(Beginning of Given text)
Six fixes for anterior pelvic tilt

In cases of anterior pelvic tilt, the pelvis can gradually be returned to a neutral position, using a variety of stretching and strengthening exercises.  These exercises include the following:

Squats

Squats strengthen the buttock muscles, hamstrings, and other leg muscles.

  1. Stand with the feet slightly wider than hip-width. Turn the toes slightly outward.
  2. Squeeze the stomach muscles, and keep the back in a neutral position.
  3. Breathe in. Lower the hips back and down, causing the knees to bend, until the thighs are parallel to the floor. The knees should not extend beyond the toes, and the heels should be firmly on the floor.
  4. Breathe out and slowly return to the starting position.
  5. Repeat 10 to 20 times.

Pelvic tilt

This exercise helps to strengthen the abdominal muscles.
(End of Given text)
(Beginning of Data section)
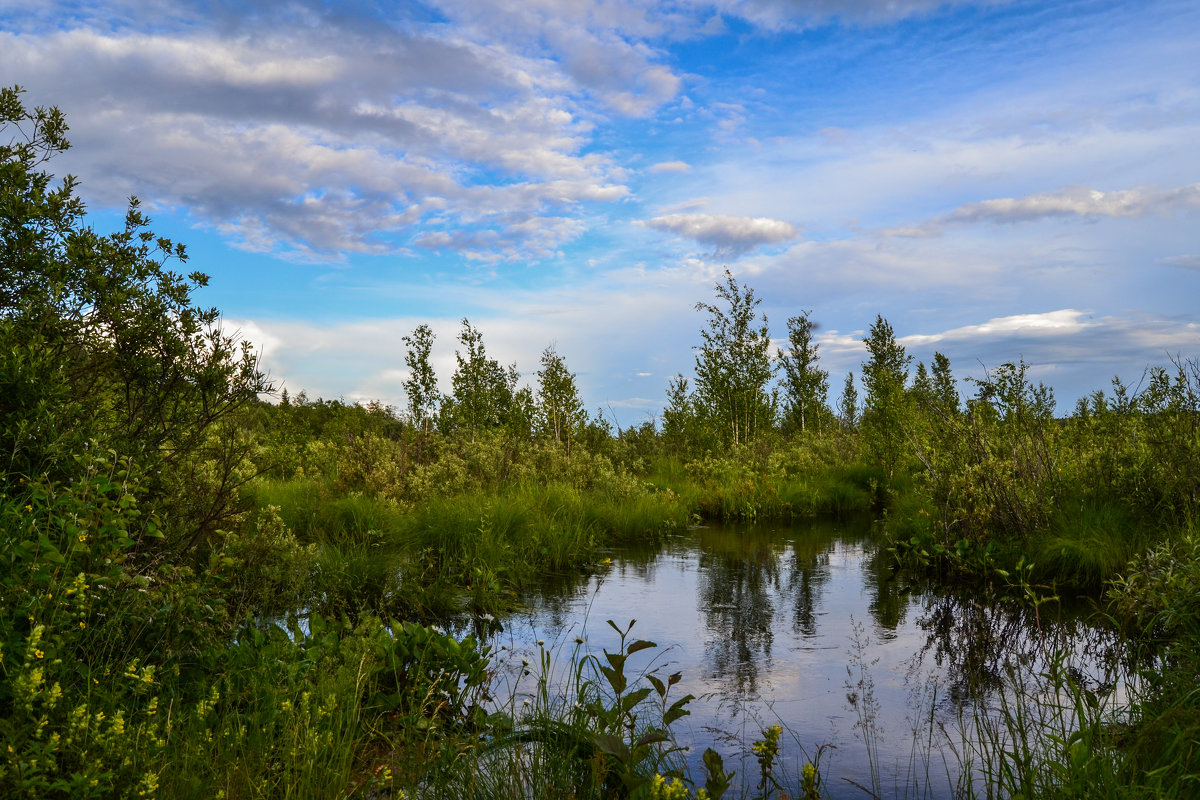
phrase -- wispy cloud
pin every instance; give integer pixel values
(End of Data section)
(Beginning of Data section)
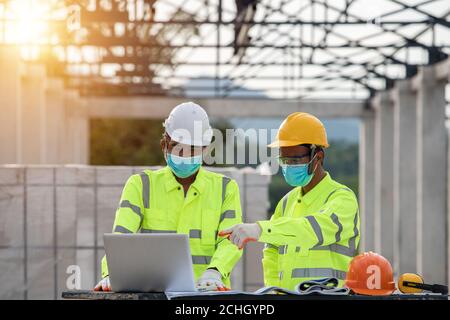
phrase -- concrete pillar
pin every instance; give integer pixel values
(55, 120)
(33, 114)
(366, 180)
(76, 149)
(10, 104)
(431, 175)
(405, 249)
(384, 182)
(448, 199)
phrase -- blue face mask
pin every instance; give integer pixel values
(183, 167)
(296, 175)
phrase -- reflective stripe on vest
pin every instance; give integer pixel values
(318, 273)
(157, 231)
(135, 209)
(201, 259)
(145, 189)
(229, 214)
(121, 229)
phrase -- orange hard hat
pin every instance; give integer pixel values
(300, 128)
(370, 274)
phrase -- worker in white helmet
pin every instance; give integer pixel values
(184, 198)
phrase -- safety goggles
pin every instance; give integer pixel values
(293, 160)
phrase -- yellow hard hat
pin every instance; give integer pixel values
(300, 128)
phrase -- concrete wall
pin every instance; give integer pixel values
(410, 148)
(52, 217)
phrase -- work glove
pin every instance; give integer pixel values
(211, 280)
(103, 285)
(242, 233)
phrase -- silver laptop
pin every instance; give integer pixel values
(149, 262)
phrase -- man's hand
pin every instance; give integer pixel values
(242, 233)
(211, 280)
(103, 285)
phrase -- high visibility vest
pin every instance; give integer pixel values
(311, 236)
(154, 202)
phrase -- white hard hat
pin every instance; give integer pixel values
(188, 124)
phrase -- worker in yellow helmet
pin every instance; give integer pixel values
(End of Data section)
(Beginning of Data section)
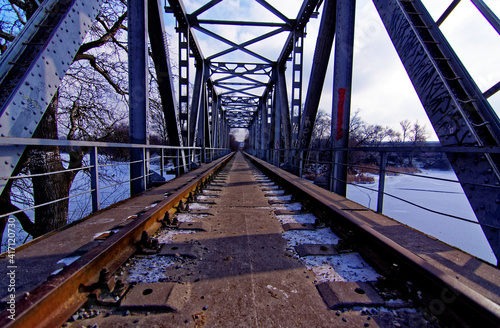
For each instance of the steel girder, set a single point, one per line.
(End of Data section)
> **Problems to solve**
A - List each muscle group that the text on anterior pelvic tilt says the exercises strengthen.
B - According to the text on anterior pelvic tilt, what do stretching and strengthening exercises achieve for a person with this condition?
The items have no connection to the text on anterior pelvic tilt.

> **Numbered answers**
A -
- Buttock muscles
- Hamstrings
- Other leg muscles
- Abdominal muscles

B - They can gradually return the pelvis to a neutral position.